### [Excerpt]
════════

Hey fellow nerds.

How do you handle large-ish volume backups between Linux hosts? About 1TB of data. Source has 100Mbps upload. Receiving end is Gbit.

Incrementals will be essential, since full backup is nearly a day's worth of upload.

FOSS suggestions only at this stage. It's currently performing backups put of my control with Veeam and I'm a bit nervous about the whole situation being out of my hands.

#linux #backups #nerdery

@lakeswimmer I use #rsnapshot. Been using it for years and it works great. I'm also one of the project maintainers so am biased.

In a brand new installation where everything used #ZFS (and really, everything *should* use ZFS - if it's not properly supported in your OS the OS is faulty and you should use a different one) then these days I'd use zfs send/recv, wrapped in #sanoid / #syncoid - https://github.com/jimsalterjrs/sanoid

@lakeswimmer unfortunately my future is a mixed ZFS/other stuff one, at least for a few years, and I'm not aware of any tool that combines the niftiness of both sanoid/syncoid and rsnapshot, so I'm writing my own.

════════

### [Dataset content]
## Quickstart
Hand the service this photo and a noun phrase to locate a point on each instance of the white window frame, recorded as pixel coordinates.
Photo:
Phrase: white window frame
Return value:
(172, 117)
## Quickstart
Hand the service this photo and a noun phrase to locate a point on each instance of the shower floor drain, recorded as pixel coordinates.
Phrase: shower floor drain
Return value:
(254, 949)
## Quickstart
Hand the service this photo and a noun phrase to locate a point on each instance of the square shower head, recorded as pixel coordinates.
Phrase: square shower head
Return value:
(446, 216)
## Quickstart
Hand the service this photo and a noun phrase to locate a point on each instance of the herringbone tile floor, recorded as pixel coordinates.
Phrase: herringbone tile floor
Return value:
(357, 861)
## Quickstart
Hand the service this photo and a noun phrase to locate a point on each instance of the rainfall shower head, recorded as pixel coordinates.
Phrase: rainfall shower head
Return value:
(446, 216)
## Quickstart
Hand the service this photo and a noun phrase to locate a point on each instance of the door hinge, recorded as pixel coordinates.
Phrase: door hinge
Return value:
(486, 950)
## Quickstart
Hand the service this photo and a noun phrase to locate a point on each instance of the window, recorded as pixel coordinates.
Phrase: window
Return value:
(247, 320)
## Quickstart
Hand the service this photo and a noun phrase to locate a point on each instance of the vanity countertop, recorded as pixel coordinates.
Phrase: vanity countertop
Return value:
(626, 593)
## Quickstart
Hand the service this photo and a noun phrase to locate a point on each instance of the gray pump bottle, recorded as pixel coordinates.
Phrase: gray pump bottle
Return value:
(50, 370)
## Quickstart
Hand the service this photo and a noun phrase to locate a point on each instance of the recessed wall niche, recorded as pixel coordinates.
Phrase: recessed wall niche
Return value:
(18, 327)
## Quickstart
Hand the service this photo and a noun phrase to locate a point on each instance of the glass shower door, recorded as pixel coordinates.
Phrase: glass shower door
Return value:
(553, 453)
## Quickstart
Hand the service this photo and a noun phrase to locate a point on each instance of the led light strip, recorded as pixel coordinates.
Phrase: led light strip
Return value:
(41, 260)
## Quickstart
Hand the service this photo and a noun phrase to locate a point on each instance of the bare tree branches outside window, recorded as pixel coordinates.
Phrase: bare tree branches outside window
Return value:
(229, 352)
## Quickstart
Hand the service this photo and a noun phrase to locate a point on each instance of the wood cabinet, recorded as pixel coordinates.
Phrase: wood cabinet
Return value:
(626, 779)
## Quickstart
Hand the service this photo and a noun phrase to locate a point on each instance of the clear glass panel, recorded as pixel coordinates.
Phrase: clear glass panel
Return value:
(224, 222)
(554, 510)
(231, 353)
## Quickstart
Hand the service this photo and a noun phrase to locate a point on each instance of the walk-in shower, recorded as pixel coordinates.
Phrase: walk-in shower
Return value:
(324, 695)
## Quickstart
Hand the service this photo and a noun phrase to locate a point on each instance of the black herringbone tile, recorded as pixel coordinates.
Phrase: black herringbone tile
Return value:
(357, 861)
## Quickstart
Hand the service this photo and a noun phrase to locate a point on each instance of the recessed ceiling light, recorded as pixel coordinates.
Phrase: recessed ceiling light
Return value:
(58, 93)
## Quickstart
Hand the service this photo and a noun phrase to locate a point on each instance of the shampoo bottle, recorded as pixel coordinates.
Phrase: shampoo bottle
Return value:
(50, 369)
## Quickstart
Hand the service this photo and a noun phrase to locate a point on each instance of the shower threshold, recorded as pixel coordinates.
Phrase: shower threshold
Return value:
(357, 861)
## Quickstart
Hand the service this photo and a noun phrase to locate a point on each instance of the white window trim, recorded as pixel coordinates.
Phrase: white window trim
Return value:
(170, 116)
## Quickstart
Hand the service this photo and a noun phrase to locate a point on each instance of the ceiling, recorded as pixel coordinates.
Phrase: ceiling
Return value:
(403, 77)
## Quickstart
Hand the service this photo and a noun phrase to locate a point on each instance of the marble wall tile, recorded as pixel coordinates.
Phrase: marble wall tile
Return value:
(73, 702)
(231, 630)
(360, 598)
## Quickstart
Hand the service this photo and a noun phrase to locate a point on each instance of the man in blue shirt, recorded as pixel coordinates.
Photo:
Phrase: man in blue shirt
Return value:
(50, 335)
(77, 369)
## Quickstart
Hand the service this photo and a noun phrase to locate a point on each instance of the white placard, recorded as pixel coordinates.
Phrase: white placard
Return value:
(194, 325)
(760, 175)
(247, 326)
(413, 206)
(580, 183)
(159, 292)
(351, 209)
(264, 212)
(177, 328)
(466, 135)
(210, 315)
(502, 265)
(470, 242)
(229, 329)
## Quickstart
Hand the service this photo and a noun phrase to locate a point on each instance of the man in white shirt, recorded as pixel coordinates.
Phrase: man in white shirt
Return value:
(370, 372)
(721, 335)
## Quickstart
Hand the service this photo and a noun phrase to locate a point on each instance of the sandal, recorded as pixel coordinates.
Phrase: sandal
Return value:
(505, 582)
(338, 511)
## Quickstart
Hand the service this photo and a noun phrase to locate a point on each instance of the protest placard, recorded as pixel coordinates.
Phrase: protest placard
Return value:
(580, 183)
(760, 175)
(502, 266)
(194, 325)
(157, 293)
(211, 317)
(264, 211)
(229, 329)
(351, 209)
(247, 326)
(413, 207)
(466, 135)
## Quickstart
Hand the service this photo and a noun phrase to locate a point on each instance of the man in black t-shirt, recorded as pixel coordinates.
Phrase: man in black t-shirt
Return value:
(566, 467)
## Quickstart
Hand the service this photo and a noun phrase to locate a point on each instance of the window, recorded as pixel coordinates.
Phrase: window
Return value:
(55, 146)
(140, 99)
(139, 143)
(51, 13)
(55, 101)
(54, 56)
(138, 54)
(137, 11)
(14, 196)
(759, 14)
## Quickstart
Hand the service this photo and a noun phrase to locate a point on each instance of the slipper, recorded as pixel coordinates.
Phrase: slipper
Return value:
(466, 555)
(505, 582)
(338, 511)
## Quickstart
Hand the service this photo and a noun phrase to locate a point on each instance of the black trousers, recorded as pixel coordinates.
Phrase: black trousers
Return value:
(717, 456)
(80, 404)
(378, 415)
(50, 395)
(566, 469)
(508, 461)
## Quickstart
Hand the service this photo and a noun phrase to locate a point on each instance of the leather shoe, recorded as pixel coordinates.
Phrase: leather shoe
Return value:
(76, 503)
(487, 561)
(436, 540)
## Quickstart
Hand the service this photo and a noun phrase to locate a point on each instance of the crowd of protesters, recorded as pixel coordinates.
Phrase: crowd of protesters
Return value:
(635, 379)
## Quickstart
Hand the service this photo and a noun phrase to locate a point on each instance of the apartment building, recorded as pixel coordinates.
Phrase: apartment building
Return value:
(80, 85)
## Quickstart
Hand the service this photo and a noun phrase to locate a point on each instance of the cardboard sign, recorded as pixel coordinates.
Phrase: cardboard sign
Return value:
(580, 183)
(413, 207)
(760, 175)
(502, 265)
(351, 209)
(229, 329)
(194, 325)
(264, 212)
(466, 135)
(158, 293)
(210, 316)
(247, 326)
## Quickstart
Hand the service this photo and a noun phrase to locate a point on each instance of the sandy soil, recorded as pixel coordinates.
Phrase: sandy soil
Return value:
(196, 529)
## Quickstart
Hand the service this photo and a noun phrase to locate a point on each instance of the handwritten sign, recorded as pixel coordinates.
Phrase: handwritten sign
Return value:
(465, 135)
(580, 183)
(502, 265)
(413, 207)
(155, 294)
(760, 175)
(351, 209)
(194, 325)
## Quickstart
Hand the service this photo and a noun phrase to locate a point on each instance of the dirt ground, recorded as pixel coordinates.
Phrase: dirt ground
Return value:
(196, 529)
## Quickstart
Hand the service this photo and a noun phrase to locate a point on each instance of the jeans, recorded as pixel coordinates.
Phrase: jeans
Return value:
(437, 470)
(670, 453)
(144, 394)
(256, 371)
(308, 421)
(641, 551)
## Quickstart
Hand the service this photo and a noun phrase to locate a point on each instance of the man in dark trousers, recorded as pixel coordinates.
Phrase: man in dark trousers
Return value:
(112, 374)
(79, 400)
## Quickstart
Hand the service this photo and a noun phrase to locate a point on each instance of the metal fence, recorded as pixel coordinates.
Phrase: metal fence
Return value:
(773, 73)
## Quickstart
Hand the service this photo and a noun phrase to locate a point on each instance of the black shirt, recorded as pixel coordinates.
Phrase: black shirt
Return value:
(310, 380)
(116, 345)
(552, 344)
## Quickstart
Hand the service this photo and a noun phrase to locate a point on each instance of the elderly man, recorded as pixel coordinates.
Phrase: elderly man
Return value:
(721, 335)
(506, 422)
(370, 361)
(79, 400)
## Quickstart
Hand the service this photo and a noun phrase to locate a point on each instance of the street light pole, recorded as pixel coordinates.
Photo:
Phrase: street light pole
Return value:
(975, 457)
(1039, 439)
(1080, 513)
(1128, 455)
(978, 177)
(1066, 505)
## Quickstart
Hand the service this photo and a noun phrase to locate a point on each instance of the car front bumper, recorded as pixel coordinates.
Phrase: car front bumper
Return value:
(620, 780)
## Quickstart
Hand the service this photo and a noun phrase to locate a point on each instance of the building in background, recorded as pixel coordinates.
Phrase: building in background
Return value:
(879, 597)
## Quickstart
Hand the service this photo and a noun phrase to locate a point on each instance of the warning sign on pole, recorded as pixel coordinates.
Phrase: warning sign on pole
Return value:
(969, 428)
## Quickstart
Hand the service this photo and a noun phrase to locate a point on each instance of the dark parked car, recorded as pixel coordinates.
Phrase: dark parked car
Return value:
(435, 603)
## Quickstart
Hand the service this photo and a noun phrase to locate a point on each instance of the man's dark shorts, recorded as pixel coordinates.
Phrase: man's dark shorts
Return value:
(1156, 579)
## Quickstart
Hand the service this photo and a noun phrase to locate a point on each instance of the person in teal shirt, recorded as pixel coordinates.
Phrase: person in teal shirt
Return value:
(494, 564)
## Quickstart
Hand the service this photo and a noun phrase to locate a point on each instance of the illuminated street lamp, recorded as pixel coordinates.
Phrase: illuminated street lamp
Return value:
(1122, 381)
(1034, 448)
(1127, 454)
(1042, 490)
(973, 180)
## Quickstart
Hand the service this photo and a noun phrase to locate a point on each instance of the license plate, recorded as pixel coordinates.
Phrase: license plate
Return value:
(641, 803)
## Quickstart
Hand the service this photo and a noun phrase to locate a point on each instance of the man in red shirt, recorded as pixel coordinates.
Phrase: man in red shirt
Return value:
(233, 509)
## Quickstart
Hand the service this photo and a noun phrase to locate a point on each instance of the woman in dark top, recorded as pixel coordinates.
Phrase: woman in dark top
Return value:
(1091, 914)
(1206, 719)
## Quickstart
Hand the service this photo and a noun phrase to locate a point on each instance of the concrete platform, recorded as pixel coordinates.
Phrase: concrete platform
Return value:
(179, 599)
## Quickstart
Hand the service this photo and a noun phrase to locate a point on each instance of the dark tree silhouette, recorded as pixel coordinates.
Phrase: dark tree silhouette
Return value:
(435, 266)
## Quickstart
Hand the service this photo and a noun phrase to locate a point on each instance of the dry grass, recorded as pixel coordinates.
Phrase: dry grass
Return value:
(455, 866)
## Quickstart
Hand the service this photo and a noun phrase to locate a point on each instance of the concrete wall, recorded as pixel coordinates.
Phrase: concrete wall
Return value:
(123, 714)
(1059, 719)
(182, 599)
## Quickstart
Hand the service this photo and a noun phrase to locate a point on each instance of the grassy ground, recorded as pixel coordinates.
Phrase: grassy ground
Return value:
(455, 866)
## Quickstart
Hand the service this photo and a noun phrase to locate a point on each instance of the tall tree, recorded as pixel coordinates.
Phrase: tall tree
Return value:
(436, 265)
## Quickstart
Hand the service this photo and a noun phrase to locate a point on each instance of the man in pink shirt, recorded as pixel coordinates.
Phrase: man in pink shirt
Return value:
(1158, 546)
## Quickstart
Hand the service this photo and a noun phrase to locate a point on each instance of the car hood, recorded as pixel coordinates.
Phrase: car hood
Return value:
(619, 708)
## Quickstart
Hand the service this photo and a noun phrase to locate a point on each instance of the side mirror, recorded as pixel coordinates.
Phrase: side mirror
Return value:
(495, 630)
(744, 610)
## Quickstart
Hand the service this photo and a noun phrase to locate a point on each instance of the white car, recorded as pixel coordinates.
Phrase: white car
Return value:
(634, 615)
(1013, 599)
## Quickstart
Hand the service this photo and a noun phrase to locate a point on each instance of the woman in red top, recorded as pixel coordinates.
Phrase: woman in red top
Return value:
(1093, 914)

════════

### [Job 1]
Answer these from the backup thread:
(a) About how much data needs to be backed up?
(b) Which product is currently performing the backups?
(c) Which tool does the first reply say it has used for years?
### [Job 2]
Rewrite the paragraph of the backup thread that begins "In a brand new installation" as a short bulleted list that keeps its main facts.

### [Task output 1]
(a) About 1TB.
(b) Veeam.
(c) rsnapshot.

### [Task output 2]
- In a brand-new installation where everything used ZFS, I'd now use zfs send/recv, wrapped in sanoid/syncoid (https://github.com/jimsalterjrs/sanoid).
- Everything should use ZFS.
- An OS that doesn't properly support ZFS is faulty, and you should use a different one.